Pointing and labeling entries
++++++++

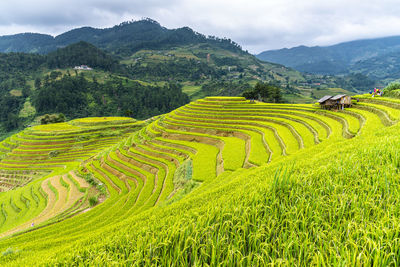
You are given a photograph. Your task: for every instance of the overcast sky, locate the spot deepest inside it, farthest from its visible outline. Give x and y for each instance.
(257, 25)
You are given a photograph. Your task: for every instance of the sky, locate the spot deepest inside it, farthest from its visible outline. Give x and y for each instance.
(257, 25)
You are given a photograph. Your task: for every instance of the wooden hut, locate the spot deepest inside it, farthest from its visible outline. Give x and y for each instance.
(326, 103)
(342, 101)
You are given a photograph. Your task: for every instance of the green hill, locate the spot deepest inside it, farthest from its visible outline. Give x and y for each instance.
(139, 69)
(218, 181)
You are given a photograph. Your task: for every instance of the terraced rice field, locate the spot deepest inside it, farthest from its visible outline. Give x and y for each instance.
(51, 172)
(38, 174)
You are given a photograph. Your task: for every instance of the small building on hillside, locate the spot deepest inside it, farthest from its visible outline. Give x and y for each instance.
(83, 67)
(335, 102)
(342, 101)
(325, 102)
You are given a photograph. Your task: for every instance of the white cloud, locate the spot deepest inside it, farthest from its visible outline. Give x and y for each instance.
(256, 25)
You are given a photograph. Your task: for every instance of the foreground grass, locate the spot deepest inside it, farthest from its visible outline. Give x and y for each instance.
(332, 204)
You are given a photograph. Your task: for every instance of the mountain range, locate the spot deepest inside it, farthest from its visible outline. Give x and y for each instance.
(377, 58)
(125, 38)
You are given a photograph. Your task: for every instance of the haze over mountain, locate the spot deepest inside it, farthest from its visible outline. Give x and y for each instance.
(378, 58)
(125, 38)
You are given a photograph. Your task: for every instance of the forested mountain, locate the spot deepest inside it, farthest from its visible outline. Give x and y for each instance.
(139, 69)
(125, 39)
(373, 57)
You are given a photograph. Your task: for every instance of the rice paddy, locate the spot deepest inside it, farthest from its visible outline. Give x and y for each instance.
(220, 181)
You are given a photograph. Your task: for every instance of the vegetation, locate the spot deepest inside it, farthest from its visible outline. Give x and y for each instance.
(195, 170)
(265, 92)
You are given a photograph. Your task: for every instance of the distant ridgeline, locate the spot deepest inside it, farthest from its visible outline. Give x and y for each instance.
(125, 38)
(139, 69)
(27, 91)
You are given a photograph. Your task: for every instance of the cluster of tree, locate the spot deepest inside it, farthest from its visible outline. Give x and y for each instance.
(123, 39)
(82, 53)
(179, 69)
(75, 96)
(222, 88)
(265, 92)
(52, 118)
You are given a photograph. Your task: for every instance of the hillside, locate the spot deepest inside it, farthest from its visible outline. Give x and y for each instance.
(146, 51)
(232, 183)
(369, 57)
(123, 39)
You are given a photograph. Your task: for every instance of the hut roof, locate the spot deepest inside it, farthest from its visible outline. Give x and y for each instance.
(336, 97)
(324, 99)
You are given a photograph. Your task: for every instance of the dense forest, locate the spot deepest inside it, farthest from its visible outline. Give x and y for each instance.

++++++++

_Task to carry out_
Give the entries again without a single change, but with no pictures.

_Reply to the task_
You are given a photograph. Your task: for every instance of the overcast sky, locate the spot deepest inside it, farthest from its visible outline. Give x and y for each instance.
(257, 25)
You are given a photograph. Your task: for every instance of the sky, locate the spot deepest inside it, farthest from its visible outline. Give x and y for each instance.
(257, 25)
You are given a photograph. Your task: for every instance of the wooden hut, locate the spot deepest inside it, farthest from its visible outline. Give x and y for each instance.
(326, 103)
(342, 101)
You are given a photograph. Your task: for every instance of the green hill, locate the spot deepest inside it, farthest from its visible outline. Give x and y for each instance.
(139, 69)
(218, 181)
You are given a photograph. Your task: for every instance of the terraced rice field, locate the spot deepest inside it, farthest from its visible outline. Give x and y for each instance.
(51, 172)
(38, 174)
You are given a photograph. Your task: for every instance of the small building on hillside, locate the spot deepest inside it, farthest from its visible outline. Give x and y for each instance.
(83, 67)
(335, 102)
(342, 101)
(325, 102)
You are given a photograph. Your task: for every instance of the white cloud, locate the spot deepest inside it, farthest from its visible outline. Give x and y for each instance.
(256, 25)
You are given a photograph. Your task: for every instance of the foreground grass, locate the spot deepest inside it, farthest from its visible outline. Give x and y for each instance.
(332, 204)
You are given a photograph. Your task: for every instance of the mountain range, locate the spot deepest inside it, farthest from its visible outline. Give x and y for each instance.
(377, 58)
(125, 38)
You are given a photograph. Your task: for every instance of the haze over mountain, locate the spot deepest inside it, farthest from its visible outline. Give x and y for each instance.
(378, 58)
(125, 38)
You are given a photograph. Your task: for every instance of the forested mountain, locate the spot deepest inside it, farthest from its visible outline. Give x and y for each instance.
(139, 69)
(125, 39)
(373, 57)
You are given a photograph. Your task: for every instance of the rice paddy, locate the spot deepest inside it, farthest from its visible outline. Give x and y for each instance.
(220, 181)
You are given a photograph. Your task: for every instance of the vegetation, locate the spot deepest inside it, farthest from its visible outline. Give x and y for each instance.
(195, 170)
(265, 92)
You are given a photograph. Your task: for every instance of the distant ridgeline, locate the spot deepest inside it, farthest from its visible outline. Give x and y for each instance.
(125, 38)
(139, 69)
(27, 91)
You are given a photograph. Your task: for every instance of the cluster of tree, locate the spot deepest inside it, farthest from its visible outline. Give x and y for each instance.
(123, 39)
(82, 53)
(179, 69)
(75, 96)
(222, 88)
(265, 92)
(52, 118)
You are given a photograph. Your task: for every instance of the hillside, locate the spot deepest inside it, farthest from its visible outline. Give x and y for each instance.
(146, 51)
(232, 183)
(369, 57)
(123, 39)
You are given a photograph. Your task: for every instance of the hut roof, locate the spot deepest inside it, farthest from its visible outline. Give x and y for each instance.
(336, 97)
(324, 99)
You are given a photograph. Your task: for every instance of the dense forest, locate the spot deepest inside it, farthest from its visible outline. Give x and y for each instance.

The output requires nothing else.